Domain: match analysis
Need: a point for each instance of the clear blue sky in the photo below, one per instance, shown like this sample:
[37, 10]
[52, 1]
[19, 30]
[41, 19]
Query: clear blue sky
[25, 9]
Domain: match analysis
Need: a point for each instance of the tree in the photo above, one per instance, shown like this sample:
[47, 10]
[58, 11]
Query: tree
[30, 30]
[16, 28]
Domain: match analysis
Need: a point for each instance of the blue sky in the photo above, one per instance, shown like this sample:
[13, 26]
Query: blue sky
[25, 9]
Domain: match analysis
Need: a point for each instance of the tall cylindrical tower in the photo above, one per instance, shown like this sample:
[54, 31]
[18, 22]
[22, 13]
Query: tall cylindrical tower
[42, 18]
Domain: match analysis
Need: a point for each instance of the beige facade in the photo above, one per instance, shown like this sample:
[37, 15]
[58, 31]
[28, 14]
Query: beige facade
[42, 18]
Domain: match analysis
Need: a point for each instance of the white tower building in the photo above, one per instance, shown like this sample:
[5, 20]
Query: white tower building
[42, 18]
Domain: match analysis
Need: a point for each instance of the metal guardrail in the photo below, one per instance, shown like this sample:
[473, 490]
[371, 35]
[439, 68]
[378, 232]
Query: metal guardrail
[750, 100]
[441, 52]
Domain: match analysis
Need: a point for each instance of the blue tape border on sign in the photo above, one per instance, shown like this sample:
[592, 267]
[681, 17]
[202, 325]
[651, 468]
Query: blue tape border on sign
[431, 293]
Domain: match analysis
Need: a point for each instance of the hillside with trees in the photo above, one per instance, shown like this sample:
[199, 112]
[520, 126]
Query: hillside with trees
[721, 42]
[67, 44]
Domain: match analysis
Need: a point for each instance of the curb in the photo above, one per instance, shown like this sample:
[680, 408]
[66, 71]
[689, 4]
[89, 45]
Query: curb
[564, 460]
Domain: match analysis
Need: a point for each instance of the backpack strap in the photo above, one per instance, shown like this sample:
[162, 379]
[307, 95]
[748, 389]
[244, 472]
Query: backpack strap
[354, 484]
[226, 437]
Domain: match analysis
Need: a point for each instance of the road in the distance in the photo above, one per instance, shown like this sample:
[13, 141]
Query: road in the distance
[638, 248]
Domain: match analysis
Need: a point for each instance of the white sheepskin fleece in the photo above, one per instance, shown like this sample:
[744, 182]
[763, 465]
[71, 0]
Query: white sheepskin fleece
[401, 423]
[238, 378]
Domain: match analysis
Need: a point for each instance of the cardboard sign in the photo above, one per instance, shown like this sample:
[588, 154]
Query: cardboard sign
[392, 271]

--- --- ---

__DESCRIPTION OF THE TASK__
Send back each record exactly as it stands.

__ANSWER SPACE__
Domain: match analysis
Need: a point for each instance of the clear blue sky in the photo below, one per instance, shown like this sample:
[37, 10]
[52, 1]
[19, 30]
[41, 19]
Query: clear blue sky
[25, 9]
Domain: match analysis
Need: a point for each instance of the tree in the photo above, one per instance, shown like this sample:
[47, 10]
[58, 11]
Query: tree
[30, 30]
[16, 28]
Domain: match analysis
Need: a point for each instance of the blue sky in the photo above, one per instance, shown like this sample:
[13, 26]
Query: blue sky
[25, 9]
Domain: match analysis
Need: a point for each instance of the tall cylindrical tower in the photo above, one per instance, shown like this sample:
[54, 31]
[18, 22]
[22, 13]
Query: tall cylindrical tower
[42, 18]
Domain: match analysis
Need: a point for each instance of the beige facade in the photo above, one per instance, shown like this sample:
[37, 15]
[58, 31]
[28, 14]
Query: beige facade
[42, 18]
Domain: match analysis
Need: a point for each instance of the white tower building in the photo above, one per instance, shown like this sample:
[5, 20]
Query: white tower building
[42, 18]
Domain: match analysis
Need: a point for each instance of the metal guardrail in the photo below, one per instance, shown like this sample:
[473, 490]
[371, 35]
[439, 68]
[378, 232]
Query: metal guardrail
[750, 100]
[441, 52]
Domain: match analysis
Need: a point for each instance of the blue tape border on sign in the photo above, one per instance, shown like this sample:
[592, 267]
[681, 17]
[202, 325]
[651, 468]
Query: blue tape border on sign
[431, 293]
Domain: match analysis
Need: a point for each instance of the hillside with trees in the photo above, one per instance, shown like this sample:
[199, 112]
[520, 126]
Query: hillside with trees
[721, 42]
[67, 44]
Domain: match analysis
Need: a point for each instance of the curb in the photo above, one per instance, shown like this sample:
[680, 408]
[66, 71]
[689, 4]
[89, 45]
Query: curb
[564, 460]
Domain: match analysis
Need: a point for each instance of the backpack strap in the photo above, one per instance, shown like this sample:
[162, 379]
[307, 95]
[748, 389]
[244, 472]
Query: backpack strap
[354, 484]
[226, 437]
Domain: match analysis
Need: a point for each instance of the road in the distance in the photo above, one per instance, shown like this sample:
[13, 141]
Query: road in the distance
[638, 248]
Domain: match analysis
Need: a point for each instance of the white sheepskin fleece in the photo above, one per instance, shown like this sample:
[744, 182]
[763, 465]
[71, 0]
Query: white sheepskin fleece
[401, 423]
[238, 378]
Domain: match analysis
Need: a point for each instance of the cardboard sign in the photo above, one per instance, shown like this sample:
[588, 154]
Query: cardboard sign
[392, 271]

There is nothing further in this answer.